Entries provided below:
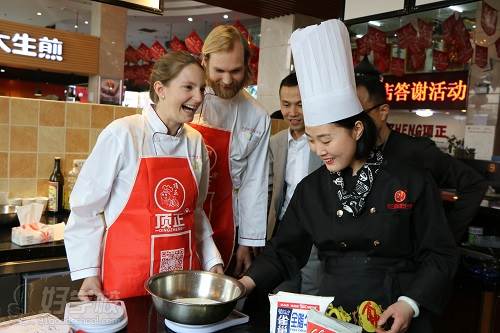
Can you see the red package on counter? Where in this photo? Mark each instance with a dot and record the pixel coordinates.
End of Entries provided.
Entries provided below:
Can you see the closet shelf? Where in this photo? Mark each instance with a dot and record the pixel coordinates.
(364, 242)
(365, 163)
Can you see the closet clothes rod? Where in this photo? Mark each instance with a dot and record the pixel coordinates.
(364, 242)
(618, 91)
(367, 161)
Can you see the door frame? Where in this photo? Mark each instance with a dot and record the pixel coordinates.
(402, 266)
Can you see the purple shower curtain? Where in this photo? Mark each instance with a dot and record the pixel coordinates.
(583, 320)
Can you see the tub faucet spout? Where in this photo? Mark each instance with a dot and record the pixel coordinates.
End of Entries provided.
# Task prompt
All lines above from the one holding "Can you see the door" to the one holding "Can you see the tub", inclusive, are to be copied exactly; no other line is wanted.

# Completed task
Can you see the door frame? Where in this photo? Mark each instance with a dot and record the pixel coordinates.
(402, 266)
Can you see the purple shower curtain? Where in this photo? Mark each instance with a dot and record the pixel coordinates.
(583, 320)
Can you see the tub faucet spout? Where in this photo? Mark each instance with a dot and record the pixel coordinates.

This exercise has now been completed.